Data records →
┌────────

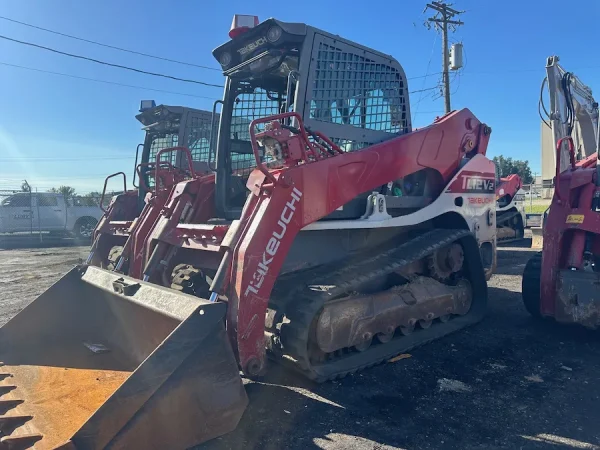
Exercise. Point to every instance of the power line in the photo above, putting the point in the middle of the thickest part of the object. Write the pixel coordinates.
(427, 74)
(105, 81)
(109, 46)
(185, 80)
(62, 159)
(442, 20)
(425, 77)
(424, 90)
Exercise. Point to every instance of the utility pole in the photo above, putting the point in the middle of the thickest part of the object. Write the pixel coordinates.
(441, 20)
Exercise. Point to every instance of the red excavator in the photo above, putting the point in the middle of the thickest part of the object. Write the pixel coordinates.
(561, 281)
(510, 212)
(331, 237)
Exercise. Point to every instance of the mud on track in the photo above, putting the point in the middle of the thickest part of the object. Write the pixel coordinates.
(508, 382)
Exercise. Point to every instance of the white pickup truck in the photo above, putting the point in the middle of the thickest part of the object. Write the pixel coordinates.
(47, 212)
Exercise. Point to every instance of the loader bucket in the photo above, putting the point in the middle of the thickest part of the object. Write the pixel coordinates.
(105, 361)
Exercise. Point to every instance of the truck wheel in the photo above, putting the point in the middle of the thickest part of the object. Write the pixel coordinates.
(84, 228)
(530, 286)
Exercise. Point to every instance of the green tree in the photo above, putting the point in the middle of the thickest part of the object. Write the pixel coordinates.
(509, 166)
(66, 191)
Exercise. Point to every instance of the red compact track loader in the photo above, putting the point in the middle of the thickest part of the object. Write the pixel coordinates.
(510, 210)
(177, 146)
(562, 281)
(331, 237)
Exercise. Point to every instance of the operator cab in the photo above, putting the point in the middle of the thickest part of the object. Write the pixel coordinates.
(172, 126)
(354, 95)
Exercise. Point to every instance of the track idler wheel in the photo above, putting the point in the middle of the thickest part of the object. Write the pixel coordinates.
(386, 337)
(446, 261)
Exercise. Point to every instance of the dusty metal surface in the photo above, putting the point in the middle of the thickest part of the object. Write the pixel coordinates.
(60, 397)
(102, 360)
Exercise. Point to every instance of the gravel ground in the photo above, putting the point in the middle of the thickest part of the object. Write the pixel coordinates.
(508, 382)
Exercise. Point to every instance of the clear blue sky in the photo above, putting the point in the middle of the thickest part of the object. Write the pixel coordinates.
(91, 127)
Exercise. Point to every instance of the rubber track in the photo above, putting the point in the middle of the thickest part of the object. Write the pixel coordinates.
(304, 304)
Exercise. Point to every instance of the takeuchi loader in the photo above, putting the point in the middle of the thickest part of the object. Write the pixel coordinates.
(177, 146)
(330, 237)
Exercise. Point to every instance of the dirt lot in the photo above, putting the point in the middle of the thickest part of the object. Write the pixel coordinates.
(508, 382)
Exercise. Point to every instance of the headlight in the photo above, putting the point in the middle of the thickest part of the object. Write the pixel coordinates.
(225, 59)
(274, 34)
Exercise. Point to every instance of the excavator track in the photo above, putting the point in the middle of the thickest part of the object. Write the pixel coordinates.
(304, 304)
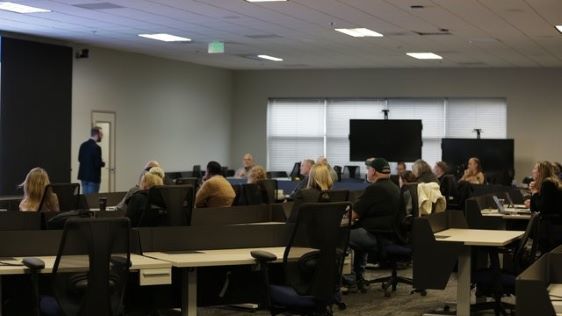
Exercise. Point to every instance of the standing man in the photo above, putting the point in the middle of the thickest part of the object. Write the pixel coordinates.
(89, 157)
(247, 164)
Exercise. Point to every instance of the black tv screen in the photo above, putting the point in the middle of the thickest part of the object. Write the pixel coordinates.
(394, 140)
(494, 154)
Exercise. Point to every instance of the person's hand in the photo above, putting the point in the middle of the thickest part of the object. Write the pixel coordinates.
(533, 187)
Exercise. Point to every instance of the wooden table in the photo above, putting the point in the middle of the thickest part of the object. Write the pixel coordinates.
(472, 237)
(191, 260)
(151, 271)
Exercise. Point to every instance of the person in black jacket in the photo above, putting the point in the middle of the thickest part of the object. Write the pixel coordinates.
(89, 157)
(374, 215)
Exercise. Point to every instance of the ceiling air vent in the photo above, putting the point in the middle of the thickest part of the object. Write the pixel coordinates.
(98, 6)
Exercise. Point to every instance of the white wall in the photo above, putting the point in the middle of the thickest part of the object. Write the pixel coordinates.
(174, 112)
(534, 98)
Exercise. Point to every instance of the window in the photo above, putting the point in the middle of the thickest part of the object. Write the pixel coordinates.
(300, 129)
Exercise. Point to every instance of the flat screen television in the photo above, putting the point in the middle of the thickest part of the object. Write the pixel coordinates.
(496, 155)
(394, 140)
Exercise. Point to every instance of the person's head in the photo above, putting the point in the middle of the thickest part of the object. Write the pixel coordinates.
(306, 165)
(248, 160)
(420, 167)
(150, 180)
(150, 164)
(320, 177)
(377, 168)
(406, 177)
(440, 168)
(474, 165)
(400, 167)
(34, 184)
(257, 173)
(542, 171)
(213, 168)
(96, 133)
(157, 171)
(322, 160)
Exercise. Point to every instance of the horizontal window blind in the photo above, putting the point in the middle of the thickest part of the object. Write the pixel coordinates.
(307, 129)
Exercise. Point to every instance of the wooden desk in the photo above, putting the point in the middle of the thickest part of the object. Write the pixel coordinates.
(472, 237)
(151, 271)
(191, 260)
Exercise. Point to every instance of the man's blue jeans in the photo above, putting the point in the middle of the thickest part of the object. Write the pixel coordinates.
(90, 187)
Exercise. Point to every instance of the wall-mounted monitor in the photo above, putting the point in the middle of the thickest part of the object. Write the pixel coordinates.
(394, 140)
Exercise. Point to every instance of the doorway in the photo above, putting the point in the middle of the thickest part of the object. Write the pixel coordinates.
(106, 120)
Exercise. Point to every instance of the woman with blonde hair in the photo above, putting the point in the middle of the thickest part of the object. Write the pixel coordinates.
(256, 173)
(546, 189)
(319, 181)
(423, 173)
(320, 178)
(137, 203)
(34, 186)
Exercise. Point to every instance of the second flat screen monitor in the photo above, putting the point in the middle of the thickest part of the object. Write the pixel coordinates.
(394, 140)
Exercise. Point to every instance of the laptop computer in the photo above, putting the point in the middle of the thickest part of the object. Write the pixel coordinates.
(509, 210)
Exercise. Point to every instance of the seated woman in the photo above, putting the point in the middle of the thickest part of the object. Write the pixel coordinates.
(546, 189)
(319, 180)
(33, 189)
(473, 173)
(422, 172)
(137, 203)
(256, 173)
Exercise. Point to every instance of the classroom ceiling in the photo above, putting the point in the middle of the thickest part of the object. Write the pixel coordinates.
(466, 33)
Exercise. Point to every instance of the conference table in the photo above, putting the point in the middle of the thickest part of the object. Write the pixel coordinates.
(470, 238)
(151, 271)
(189, 261)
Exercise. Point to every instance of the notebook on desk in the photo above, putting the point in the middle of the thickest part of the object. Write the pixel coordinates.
(509, 210)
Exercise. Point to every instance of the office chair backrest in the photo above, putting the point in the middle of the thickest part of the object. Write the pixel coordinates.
(68, 195)
(249, 194)
(15, 220)
(92, 266)
(174, 203)
(319, 241)
(334, 196)
(527, 250)
(268, 189)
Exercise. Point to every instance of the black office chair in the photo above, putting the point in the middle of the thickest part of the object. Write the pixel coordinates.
(312, 261)
(91, 269)
(249, 194)
(168, 205)
(68, 195)
(400, 250)
(268, 189)
(492, 282)
(276, 174)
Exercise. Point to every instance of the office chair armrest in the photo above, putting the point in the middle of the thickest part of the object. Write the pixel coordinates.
(263, 256)
(33, 264)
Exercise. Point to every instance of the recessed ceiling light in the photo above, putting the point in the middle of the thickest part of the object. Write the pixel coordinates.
(20, 8)
(265, 0)
(166, 37)
(424, 55)
(270, 58)
(360, 32)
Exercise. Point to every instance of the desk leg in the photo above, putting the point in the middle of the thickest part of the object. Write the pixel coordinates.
(189, 292)
(463, 284)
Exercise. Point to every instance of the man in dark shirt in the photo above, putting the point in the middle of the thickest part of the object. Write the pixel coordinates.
(89, 156)
(374, 214)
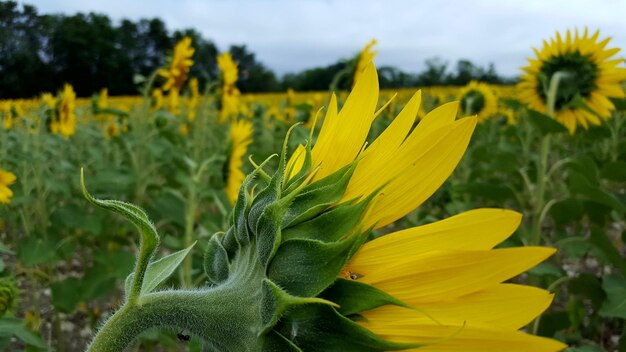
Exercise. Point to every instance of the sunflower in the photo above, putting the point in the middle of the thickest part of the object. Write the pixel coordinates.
(6, 179)
(446, 273)
(478, 99)
(589, 77)
(67, 119)
(179, 65)
(365, 56)
(229, 92)
(240, 139)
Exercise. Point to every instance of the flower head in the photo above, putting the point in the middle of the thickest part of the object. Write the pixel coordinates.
(589, 77)
(180, 62)
(6, 179)
(240, 139)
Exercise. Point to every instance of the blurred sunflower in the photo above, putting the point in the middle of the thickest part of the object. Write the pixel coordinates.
(6, 179)
(179, 65)
(478, 98)
(240, 139)
(589, 77)
(67, 120)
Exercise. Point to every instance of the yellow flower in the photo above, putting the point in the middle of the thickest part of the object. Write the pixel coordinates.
(229, 92)
(179, 65)
(228, 69)
(447, 272)
(365, 57)
(49, 100)
(103, 98)
(589, 78)
(157, 98)
(6, 179)
(194, 99)
(67, 119)
(478, 99)
(240, 139)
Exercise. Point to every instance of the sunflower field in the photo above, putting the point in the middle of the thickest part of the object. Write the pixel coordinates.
(194, 217)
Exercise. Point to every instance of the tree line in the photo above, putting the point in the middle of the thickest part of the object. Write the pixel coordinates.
(40, 52)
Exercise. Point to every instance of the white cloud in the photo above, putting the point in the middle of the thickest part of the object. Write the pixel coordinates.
(290, 35)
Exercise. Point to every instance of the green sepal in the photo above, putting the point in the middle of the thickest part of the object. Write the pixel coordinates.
(243, 205)
(321, 328)
(158, 271)
(318, 196)
(229, 242)
(306, 267)
(275, 302)
(268, 231)
(275, 342)
(354, 297)
(330, 226)
(216, 265)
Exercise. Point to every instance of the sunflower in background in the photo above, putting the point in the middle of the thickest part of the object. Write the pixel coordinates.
(229, 92)
(589, 77)
(7, 178)
(240, 139)
(66, 123)
(176, 73)
(365, 56)
(478, 98)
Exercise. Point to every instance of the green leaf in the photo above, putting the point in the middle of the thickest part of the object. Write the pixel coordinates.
(580, 186)
(159, 270)
(614, 171)
(589, 286)
(16, 327)
(544, 123)
(601, 241)
(354, 297)
(615, 304)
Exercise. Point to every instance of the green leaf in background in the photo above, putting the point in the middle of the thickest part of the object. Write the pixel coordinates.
(159, 270)
(603, 243)
(33, 250)
(615, 304)
(16, 327)
(544, 123)
(614, 171)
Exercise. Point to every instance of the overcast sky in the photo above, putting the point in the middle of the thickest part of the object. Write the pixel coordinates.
(290, 35)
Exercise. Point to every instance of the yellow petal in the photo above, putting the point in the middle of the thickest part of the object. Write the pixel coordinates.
(353, 124)
(478, 229)
(506, 306)
(467, 339)
(442, 275)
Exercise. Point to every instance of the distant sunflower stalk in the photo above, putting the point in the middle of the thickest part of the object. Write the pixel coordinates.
(478, 98)
(7, 178)
(299, 270)
(229, 92)
(586, 77)
(240, 139)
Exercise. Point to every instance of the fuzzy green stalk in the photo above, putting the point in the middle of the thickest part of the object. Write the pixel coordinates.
(542, 166)
(213, 314)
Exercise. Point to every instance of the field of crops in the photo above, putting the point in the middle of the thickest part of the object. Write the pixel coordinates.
(342, 215)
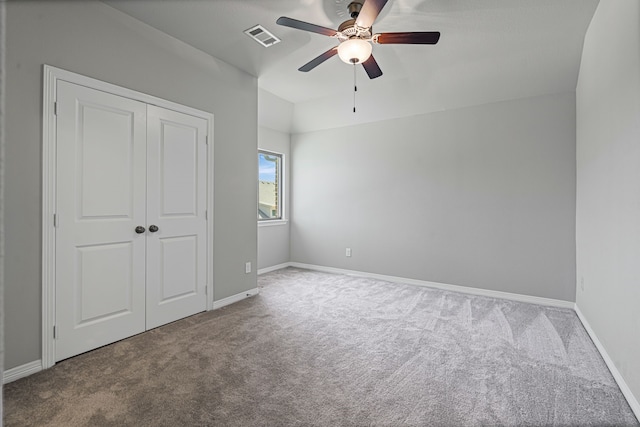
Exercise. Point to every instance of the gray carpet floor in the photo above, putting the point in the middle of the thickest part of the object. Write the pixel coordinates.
(320, 349)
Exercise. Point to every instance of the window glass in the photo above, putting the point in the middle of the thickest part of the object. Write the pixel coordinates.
(269, 186)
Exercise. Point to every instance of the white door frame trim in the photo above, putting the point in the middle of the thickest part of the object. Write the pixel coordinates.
(51, 75)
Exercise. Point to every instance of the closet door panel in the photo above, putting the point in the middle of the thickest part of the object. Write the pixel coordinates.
(176, 205)
(101, 199)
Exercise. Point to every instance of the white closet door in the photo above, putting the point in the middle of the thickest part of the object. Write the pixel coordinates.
(101, 177)
(176, 205)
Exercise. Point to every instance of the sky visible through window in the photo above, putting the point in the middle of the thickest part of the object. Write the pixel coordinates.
(266, 169)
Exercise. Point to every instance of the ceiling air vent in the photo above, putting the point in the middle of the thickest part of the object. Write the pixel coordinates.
(262, 36)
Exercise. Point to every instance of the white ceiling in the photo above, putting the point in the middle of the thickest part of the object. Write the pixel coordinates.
(490, 50)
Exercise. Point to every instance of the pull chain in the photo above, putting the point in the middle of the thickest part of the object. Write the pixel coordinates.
(355, 87)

└────────

Directions for this task →
Your answer must be the line holding "Exercise. Point to every instance of the pull" plus every later line to the end of the records, copied exactly.

Response to the task →
Exercise. Point to every instance of the pull chain in the photo above, putting the point in the middle of the thickest part of the object. Write the pixel coordinates.
(355, 87)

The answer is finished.